Reproduce every line of the rows below, requests included, scaling each point coordinate in the answers by 1.45 and rounding it to a whole number, with halves rounded up. Leave the pictures out.

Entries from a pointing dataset
------------------------------------------------------------------------

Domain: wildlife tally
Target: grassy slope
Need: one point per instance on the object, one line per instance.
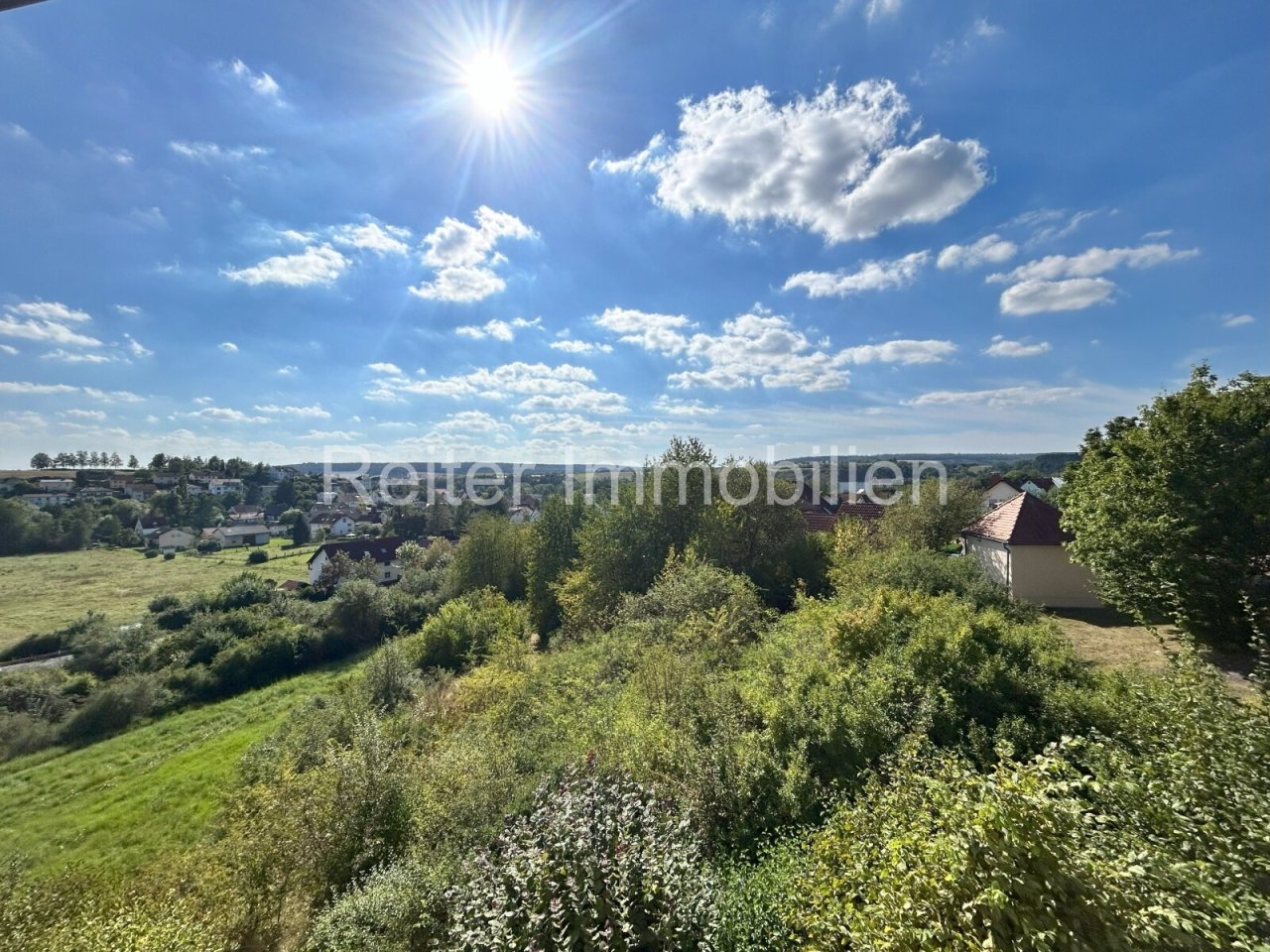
(46, 592)
(127, 800)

------------------------------------------------------------------------

• CORRECT OUTPUT:
Domain: wildlife tally
Target: grassy slope
Need: one point per instance on the object, one line per instance.
(67, 858)
(184, 1160)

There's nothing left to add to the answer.